Graen a mené une enquête dans une installation gouvernementale comptant plus de 400 employés. Tous les participants avaient le même titre de poste et leur productivité et leur satisfaction ont été examinées sur une période de six mois. Graen et ses collègues ont constaté que les employés qui avaient bénéficié d'une formation plus poussée en matière de leadership (et qui avaient donc eu l'occasion de nouer des relations significatives avec leurs supérieurs) étaient plus productifs. Ils étaient en mesure d'accomplir plus de travail en moins de temps. Graen en a conclu que plus l'échange entre le chef et les membres était bon, plus les employés étaient productifs.5

Conséquences

Le modèle LMX est soutenu par la théorie de l'échange social, qui suggère que le comportement est le résultat d'un processus d'échange. Sachant que chaque relation employé-manager est unique et que la force de cette relation influe sur la productivité et la satisfaction de l'employé, il est important que les managers soient conscients de la meilleure façon de nouer des relations avec leurs subordonnés. Cela signifie également qu'ils doivent être conscients qu'ils peuvent inconsciemment regrouper les individus en un groupe "in" et un groupe "out" au cours de la phase de définition des rôles, et reconnaître les conséquences que ce regroupement peut avoir.

• • • •

▸ **Objectif**
D'après le texte fourni, combien d'employés comptait l'installation gouvernementale où Graen a mené son enquête ?

• • • •

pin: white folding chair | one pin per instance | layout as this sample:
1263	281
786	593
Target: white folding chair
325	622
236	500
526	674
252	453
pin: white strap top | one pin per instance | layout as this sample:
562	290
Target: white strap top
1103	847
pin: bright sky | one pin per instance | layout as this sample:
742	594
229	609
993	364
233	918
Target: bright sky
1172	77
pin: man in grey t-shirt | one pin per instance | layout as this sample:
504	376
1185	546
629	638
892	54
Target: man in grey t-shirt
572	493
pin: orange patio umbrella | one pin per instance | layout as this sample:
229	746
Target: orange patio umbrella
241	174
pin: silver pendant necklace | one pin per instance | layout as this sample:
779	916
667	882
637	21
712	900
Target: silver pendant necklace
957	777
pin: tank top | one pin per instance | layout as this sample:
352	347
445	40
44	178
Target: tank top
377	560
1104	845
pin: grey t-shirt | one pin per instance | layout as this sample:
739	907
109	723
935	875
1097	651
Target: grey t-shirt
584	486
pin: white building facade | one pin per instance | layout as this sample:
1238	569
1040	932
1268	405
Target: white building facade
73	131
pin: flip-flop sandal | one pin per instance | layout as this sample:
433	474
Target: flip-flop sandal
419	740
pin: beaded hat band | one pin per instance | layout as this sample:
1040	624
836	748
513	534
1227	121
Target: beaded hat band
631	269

• • • •

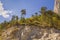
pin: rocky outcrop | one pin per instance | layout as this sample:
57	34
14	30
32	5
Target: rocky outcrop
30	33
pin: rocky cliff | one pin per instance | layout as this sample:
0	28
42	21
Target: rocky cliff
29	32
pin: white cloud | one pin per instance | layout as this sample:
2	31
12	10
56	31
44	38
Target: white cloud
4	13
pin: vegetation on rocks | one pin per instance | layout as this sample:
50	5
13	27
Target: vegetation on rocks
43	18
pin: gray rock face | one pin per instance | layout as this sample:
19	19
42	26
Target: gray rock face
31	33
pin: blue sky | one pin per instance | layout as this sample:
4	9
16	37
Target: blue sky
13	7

• • • •

▸ **Réponse**
Plus de 400 employés.